GOAL:
Rewrite the part of the records that opens with the line containing "Pressing-analysis tagging request: spot the drinking" and closes with the line containing "pixel 554 87", changing "small branch" to "twig" and leaving all else unchanged.

(Records held in a dataset)
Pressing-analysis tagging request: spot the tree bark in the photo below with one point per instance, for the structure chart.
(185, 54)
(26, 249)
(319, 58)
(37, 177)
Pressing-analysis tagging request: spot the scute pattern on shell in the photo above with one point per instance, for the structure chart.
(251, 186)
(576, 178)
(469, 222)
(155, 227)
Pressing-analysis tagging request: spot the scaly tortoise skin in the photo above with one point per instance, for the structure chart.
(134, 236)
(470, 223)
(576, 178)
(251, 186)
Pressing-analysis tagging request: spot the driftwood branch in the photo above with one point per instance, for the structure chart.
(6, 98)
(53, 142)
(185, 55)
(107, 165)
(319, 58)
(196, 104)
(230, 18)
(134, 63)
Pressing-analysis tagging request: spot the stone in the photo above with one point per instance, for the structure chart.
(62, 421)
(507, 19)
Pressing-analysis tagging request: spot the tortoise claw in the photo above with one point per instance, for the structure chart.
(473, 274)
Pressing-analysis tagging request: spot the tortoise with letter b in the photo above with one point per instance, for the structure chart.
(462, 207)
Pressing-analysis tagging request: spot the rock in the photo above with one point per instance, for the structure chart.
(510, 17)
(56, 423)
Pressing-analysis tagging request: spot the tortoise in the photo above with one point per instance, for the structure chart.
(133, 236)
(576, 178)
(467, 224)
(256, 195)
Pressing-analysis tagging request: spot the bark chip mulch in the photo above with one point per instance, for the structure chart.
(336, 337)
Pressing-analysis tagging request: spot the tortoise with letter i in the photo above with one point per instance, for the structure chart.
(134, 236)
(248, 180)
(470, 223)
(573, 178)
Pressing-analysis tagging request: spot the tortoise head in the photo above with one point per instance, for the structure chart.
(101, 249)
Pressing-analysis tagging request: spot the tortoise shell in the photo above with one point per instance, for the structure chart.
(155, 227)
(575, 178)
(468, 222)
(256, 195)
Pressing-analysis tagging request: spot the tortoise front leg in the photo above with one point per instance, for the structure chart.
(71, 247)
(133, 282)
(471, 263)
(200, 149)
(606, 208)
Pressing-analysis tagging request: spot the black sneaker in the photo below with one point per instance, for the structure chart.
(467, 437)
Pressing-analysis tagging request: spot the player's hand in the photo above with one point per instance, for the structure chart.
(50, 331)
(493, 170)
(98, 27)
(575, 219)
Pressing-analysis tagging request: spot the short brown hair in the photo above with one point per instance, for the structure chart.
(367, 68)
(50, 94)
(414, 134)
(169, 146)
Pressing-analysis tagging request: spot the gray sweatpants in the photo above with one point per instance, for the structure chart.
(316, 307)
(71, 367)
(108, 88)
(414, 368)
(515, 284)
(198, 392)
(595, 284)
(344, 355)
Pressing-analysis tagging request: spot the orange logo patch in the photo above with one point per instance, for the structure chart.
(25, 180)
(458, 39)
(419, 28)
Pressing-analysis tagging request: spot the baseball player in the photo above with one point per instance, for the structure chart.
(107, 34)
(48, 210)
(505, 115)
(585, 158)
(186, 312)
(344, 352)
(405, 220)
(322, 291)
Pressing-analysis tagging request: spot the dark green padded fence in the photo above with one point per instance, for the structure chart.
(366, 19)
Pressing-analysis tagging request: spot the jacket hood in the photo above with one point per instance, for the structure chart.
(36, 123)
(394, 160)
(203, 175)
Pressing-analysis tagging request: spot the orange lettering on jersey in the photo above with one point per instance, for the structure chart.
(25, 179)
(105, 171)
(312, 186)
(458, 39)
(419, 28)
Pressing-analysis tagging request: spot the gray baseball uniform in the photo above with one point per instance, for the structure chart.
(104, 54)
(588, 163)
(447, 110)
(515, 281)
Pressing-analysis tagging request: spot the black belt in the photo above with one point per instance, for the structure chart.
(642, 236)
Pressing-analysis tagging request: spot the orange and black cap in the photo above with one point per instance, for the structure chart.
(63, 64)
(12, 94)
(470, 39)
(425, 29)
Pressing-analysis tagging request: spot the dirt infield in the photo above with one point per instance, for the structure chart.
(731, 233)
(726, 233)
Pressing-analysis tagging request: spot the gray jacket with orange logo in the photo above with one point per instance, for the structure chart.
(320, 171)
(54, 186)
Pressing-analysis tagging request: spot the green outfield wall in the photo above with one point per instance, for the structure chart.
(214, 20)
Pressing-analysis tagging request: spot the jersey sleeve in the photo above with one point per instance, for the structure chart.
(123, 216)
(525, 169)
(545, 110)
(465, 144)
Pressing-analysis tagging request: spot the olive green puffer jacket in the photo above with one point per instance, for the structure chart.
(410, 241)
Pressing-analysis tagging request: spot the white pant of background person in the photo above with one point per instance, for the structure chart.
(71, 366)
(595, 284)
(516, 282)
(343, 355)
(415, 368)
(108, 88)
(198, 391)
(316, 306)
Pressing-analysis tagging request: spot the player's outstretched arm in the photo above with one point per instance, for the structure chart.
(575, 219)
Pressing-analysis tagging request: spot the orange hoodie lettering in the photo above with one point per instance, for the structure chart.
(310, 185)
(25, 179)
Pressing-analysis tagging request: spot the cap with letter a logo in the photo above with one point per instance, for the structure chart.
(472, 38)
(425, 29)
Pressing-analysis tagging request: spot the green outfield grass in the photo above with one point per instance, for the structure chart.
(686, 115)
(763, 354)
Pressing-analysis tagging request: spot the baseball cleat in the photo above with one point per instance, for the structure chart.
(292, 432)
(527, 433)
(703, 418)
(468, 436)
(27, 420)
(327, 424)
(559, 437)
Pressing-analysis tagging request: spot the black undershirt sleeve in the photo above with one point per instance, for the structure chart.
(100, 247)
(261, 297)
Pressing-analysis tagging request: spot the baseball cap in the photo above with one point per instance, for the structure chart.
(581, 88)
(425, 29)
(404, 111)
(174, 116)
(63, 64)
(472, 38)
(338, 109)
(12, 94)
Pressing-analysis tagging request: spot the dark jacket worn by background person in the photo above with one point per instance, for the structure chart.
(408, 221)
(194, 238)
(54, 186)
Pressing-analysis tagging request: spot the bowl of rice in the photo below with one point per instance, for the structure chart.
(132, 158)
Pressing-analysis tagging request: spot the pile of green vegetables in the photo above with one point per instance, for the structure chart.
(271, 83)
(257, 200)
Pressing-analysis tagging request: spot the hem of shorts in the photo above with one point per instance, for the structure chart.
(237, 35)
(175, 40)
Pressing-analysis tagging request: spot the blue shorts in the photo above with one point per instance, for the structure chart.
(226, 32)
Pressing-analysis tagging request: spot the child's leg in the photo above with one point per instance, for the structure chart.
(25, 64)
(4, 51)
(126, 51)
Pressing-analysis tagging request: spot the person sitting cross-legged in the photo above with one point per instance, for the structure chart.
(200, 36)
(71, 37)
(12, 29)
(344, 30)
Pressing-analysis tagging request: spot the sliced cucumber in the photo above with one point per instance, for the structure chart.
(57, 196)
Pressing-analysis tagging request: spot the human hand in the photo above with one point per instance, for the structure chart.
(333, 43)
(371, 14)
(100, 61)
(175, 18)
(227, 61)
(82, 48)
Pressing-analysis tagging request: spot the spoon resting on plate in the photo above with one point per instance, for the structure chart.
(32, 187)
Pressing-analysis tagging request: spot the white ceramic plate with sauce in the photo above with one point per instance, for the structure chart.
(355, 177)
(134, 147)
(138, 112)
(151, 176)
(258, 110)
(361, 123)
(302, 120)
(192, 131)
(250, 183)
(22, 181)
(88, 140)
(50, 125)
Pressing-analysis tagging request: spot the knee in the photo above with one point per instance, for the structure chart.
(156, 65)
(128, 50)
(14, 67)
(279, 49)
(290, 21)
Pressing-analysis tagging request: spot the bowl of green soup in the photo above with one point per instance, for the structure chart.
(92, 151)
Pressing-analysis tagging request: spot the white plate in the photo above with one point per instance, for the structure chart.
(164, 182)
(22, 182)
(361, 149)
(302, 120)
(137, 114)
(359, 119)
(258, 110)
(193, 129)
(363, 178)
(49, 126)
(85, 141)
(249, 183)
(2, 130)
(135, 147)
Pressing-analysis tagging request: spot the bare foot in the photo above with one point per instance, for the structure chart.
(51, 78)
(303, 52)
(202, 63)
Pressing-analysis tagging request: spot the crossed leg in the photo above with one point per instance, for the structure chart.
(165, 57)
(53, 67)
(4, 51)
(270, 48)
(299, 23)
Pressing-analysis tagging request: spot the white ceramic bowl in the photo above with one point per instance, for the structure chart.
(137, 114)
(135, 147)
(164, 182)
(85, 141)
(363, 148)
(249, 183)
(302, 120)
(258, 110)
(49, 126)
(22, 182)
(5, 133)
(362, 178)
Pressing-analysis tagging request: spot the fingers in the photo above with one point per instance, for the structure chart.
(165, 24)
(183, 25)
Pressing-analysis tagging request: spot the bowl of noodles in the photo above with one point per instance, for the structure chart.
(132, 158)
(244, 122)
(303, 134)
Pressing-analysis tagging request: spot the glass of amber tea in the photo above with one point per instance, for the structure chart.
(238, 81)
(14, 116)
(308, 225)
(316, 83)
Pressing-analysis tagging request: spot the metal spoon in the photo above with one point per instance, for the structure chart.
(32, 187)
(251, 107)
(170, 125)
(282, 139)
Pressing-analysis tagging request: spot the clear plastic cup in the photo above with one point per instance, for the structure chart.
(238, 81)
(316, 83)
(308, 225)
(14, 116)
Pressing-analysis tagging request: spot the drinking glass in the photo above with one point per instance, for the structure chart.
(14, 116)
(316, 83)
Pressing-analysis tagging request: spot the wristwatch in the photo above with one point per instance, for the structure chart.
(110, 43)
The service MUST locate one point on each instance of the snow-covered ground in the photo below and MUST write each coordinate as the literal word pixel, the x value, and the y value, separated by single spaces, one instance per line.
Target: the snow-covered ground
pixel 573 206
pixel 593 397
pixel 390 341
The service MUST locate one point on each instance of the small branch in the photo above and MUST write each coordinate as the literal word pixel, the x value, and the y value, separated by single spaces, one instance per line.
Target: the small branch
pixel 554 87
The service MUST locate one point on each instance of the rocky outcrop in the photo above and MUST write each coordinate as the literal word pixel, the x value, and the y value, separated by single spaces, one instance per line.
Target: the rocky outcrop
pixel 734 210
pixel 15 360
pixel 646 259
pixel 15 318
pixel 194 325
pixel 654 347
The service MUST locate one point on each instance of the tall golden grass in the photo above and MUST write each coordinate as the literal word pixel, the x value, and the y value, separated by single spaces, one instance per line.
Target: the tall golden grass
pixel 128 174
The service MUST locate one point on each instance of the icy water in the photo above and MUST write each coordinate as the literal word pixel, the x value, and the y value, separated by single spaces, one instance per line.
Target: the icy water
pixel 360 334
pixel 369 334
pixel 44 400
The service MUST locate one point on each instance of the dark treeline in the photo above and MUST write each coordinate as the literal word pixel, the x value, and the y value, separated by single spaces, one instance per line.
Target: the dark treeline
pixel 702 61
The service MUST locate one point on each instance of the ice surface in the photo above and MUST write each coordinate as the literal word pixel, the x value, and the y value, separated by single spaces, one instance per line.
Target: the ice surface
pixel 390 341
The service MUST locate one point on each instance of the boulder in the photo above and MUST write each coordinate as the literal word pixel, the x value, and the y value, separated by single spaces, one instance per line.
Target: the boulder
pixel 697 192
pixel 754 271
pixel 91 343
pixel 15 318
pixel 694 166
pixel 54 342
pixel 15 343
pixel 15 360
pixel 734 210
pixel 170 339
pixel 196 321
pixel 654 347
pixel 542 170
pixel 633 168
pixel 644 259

SOLVED EXERCISE:
Pressing-analysis tagging request: spot the drinking glass in the photo above with one point per instance, for the structure chart.
(14, 116)
(316, 83)
Pressing-analysis tagging request: spot the wristwatch in the photo above with one point per instance, for the structure chart.
(110, 43)
The service MUST locate one point on each instance of the snow-covered ground in the photo below and MUST write each coordinate as the literal word pixel, the x value, and the y value, separated by single spaces, one instance per line.
Target: the snow-covered ground
pixel 573 206
pixel 593 397
pixel 390 341
The service MUST locate one point on each instance of the twig in the photo above and MUST write each coordinate as the literal word pixel, the x value, and the y value, separated by single spaces, one instance per line.
Target: the twig
pixel 554 87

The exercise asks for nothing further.